Instructions for the task: Count the lines in the entries below that contain the word "center", and reply with that number alone.

Data provided:
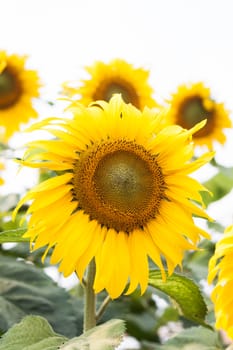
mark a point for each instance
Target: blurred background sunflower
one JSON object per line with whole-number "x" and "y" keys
{"x": 192, "y": 103}
{"x": 18, "y": 86}
{"x": 115, "y": 77}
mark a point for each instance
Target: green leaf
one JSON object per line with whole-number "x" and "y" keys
{"x": 26, "y": 289}
{"x": 185, "y": 292}
{"x": 220, "y": 185}
{"x": 138, "y": 311}
{"x": 194, "y": 338}
{"x": 14, "y": 235}
{"x": 32, "y": 333}
{"x": 104, "y": 337}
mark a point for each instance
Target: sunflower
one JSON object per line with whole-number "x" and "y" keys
{"x": 18, "y": 86}
{"x": 193, "y": 103}
{"x": 221, "y": 264}
{"x": 1, "y": 179}
{"x": 122, "y": 193}
{"x": 116, "y": 77}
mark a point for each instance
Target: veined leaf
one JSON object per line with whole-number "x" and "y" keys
{"x": 185, "y": 292}
{"x": 32, "y": 333}
{"x": 104, "y": 337}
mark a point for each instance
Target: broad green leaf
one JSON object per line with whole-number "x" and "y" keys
{"x": 104, "y": 337}
{"x": 32, "y": 333}
{"x": 26, "y": 289}
{"x": 194, "y": 338}
{"x": 184, "y": 291}
{"x": 138, "y": 311}
{"x": 13, "y": 236}
{"x": 196, "y": 262}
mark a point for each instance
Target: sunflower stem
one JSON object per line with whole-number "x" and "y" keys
{"x": 102, "y": 307}
{"x": 89, "y": 320}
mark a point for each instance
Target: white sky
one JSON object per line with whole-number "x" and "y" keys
{"x": 177, "y": 40}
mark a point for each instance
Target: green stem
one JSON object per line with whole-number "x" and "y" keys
{"x": 89, "y": 302}
{"x": 103, "y": 307}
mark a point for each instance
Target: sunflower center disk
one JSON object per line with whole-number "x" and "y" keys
{"x": 10, "y": 90}
{"x": 193, "y": 112}
{"x": 119, "y": 184}
{"x": 108, "y": 88}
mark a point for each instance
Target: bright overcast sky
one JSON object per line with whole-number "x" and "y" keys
{"x": 177, "y": 40}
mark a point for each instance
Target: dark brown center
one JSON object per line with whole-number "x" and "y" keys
{"x": 10, "y": 89}
{"x": 191, "y": 112}
{"x": 106, "y": 90}
{"x": 119, "y": 184}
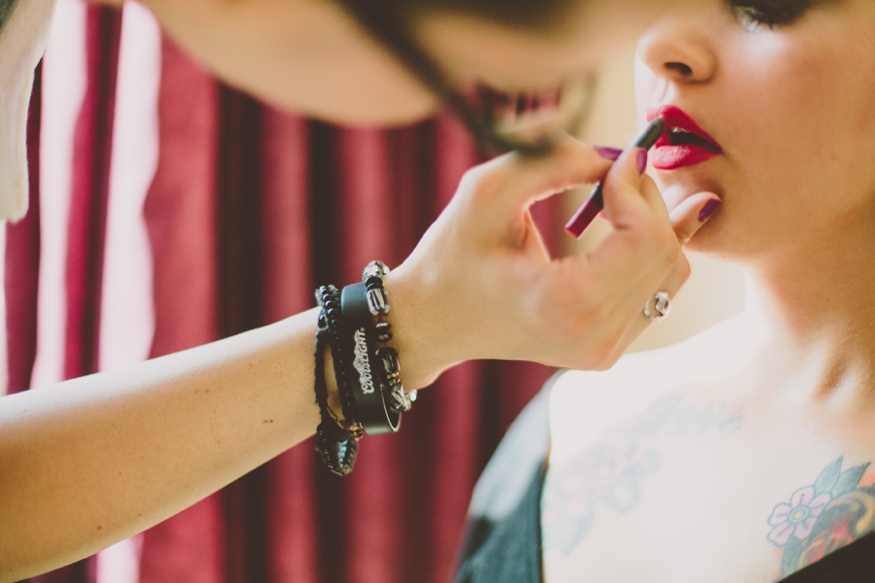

Task solution: 2